Exercise => Reproduce the records below line for line, without any changes, and leave out the pictures.

Source records
****

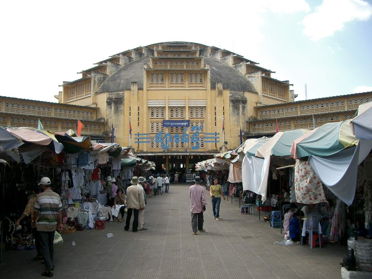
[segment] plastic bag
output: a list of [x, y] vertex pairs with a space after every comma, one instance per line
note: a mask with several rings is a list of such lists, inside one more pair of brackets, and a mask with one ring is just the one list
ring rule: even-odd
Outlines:
[[291, 239], [284, 239], [281, 242], [278, 242], [277, 241], [276, 241], [274, 243], [274, 244], [279, 244], [279, 245], [283, 245], [284, 246], [286, 246], [286, 245], [292, 245], [294, 243], [295, 243]]
[[60, 233], [57, 231], [54, 233], [54, 240], [53, 241], [53, 246], [54, 247], [61, 246], [63, 244], [63, 238]]

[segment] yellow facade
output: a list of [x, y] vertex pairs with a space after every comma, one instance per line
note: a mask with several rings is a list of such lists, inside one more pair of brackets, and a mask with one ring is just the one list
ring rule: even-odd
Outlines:
[[[115, 140], [134, 147], [139, 154], [212, 154], [234, 148], [240, 144], [240, 130], [247, 130], [246, 120], [256, 115], [260, 104], [293, 100], [288, 82], [273, 78], [273, 72], [254, 61], [214, 46], [156, 44], [96, 64], [81, 72], [81, 78], [64, 82], [57, 97], [60, 103], [96, 106], [97, 118], [106, 121], [106, 132], [113, 125]], [[200, 148], [193, 149], [195, 143], [173, 141], [169, 148], [162, 148], [155, 141], [159, 131], [173, 137], [184, 132], [182, 127], [163, 127], [167, 120], [189, 120], [186, 132], [190, 136], [191, 127], [201, 127]], [[205, 134], [214, 133], [219, 134], [218, 142], [205, 142], [213, 140]], [[146, 141], [139, 137], [150, 138], [150, 142], [138, 143]]]

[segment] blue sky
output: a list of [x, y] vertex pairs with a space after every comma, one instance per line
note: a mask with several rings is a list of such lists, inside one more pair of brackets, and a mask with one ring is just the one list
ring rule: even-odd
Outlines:
[[308, 99], [372, 91], [369, 1], [103, 3], [4, 4], [1, 94], [56, 102], [58, 85], [93, 63], [171, 41], [220, 46], [259, 62], [293, 83], [297, 100], [305, 83]]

****

Output for this exercise =>
[segment] plastic bag
output: a list of [x, y] vertex pairs with a space after every comma, one instance per line
note: a mask with several rings is a list of such lists, inside one more pair of brackets, and a mask with one ring is just the one list
ring rule: even-odd
Outlines:
[[291, 239], [284, 239], [281, 242], [278, 242], [277, 241], [276, 241], [274, 243], [274, 244], [279, 244], [279, 245], [283, 245], [284, 246], [286, 246], [286, 245], [292, 245], [294, 243], [295, 243]]
[[60, 233], [57, 231], [54, 233], [54, 240], [53, 241], [53, 246], [54, 247], [61, 246], [63, 244], [63, 238]]

[segment] yellow facade
output: a list of [x, y] vertex pairs with a space after every comma, one instance per line
note: a mask with several rings is a list of such lists, inside one more pair of brackets, and a mask with one ring is just the one list
ring rule: even-odd
Outlines:
[[[115, 140], [134, 147], [139, 154], [212, 154], [234, 148], [240, 144], [240, 130], [247, 130], [246, 120], [256, 115], [260, 104], [293, 100], [288, 82], [273, 78], [273, 72], [254, 61], [214, 46], [156, 44], [96, 64], [81, 72], [81, 78], [64, 82], [57, 97], [60, 103], [96, 106], [97, 118], [106, 121], [106, 132], [113, 125]], [[200, 148], [193, 149], [195, 143], [173, 141], [169, 148], [162, 148], [155, 141], [159, 131], [173, 137], [184, 132], [182, 127], [163, 127], [167, 120], [189, 120], [186, 132], [190, 136], [191, 127], [201, 127]], [[205, 134], [214, 133], [219, 134], [218, 142], [205, 142], [213, 140]], [[146, 141], [139, 137], [150, 138], [150, 142], [138, 143]]]

[segment] blue sky
output: a list of [x, y] vertex pairs with a space after every comma, one instance per line
note: a mask with several rings is a list of such lists, inside one more pair of brackets, and a mask with one ring is just the one list
ring rule: even-odd
Outlines:
[[308, 99], [372, 91], [369, 1], [103, 3], [4, 4], [1, 94], [56, 102], [58, 85], [93, 63], [171, 41], [220, 46], [259, 62], [293, 83], [297, 100], [305, 83]]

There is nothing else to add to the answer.